Aim: Reproduce the data from the line with "A point belongs on each instance of the sky." up to and including the last line, swapping every "Target" for "Object" and leaving all else unchanged.

# start of Working data

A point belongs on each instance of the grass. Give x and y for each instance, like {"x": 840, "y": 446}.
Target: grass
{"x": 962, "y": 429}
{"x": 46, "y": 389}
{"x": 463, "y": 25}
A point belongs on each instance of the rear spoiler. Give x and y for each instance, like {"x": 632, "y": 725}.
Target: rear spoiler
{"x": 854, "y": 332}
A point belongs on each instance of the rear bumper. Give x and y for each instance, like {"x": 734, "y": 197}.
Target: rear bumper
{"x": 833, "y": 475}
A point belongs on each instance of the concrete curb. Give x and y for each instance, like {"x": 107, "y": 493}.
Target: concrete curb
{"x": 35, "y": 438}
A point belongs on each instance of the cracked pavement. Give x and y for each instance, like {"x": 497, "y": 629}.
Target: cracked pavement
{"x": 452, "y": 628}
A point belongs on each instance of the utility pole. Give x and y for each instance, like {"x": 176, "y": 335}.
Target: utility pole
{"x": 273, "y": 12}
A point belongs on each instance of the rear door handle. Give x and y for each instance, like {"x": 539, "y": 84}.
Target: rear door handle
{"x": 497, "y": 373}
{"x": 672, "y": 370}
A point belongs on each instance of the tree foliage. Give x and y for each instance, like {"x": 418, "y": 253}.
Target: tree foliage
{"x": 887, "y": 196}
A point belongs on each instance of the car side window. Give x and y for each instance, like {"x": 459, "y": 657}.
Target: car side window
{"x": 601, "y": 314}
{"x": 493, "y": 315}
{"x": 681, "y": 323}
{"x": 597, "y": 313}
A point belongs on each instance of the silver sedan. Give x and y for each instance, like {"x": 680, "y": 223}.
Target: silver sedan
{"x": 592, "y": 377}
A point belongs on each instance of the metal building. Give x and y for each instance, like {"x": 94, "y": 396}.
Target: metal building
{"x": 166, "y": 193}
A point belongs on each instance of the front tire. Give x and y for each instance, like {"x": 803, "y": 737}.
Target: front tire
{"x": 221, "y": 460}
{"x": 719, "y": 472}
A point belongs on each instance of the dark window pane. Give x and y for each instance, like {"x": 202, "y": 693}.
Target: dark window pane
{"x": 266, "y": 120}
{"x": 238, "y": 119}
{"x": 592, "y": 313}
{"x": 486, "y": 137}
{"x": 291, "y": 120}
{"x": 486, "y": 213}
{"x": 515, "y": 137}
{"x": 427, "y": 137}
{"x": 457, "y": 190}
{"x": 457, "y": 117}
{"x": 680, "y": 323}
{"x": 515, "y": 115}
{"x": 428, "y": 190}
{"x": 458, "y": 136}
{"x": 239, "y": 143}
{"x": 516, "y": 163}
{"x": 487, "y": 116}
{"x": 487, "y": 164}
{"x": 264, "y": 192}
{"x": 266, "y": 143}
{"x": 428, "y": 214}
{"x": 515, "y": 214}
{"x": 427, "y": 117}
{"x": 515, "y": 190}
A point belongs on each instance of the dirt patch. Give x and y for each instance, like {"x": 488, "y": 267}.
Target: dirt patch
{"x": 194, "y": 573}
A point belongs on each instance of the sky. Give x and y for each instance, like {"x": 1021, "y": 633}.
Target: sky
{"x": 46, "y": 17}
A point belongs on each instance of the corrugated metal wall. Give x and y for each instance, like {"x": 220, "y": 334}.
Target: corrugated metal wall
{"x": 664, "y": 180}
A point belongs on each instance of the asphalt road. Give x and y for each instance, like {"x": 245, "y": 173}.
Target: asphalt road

# end of Working data

Task response:
A point belongs on each instance of the sky. Give x and y for each instance, like {"x": 1021, "y": 633}.
Object: sky
{"x": 46, "y": 17}
A point belongs on each instance of the corrugated metal wall. Give x and y for each instance, like {"x": 220, "y": 334}.
Object: corrugated metal wall
{"x": 664, "y": 180}
A point belongs on each instance of the asphalt road. Give x and y for each instance, like {"x": 245, "y": 173}.
Object: asphalt road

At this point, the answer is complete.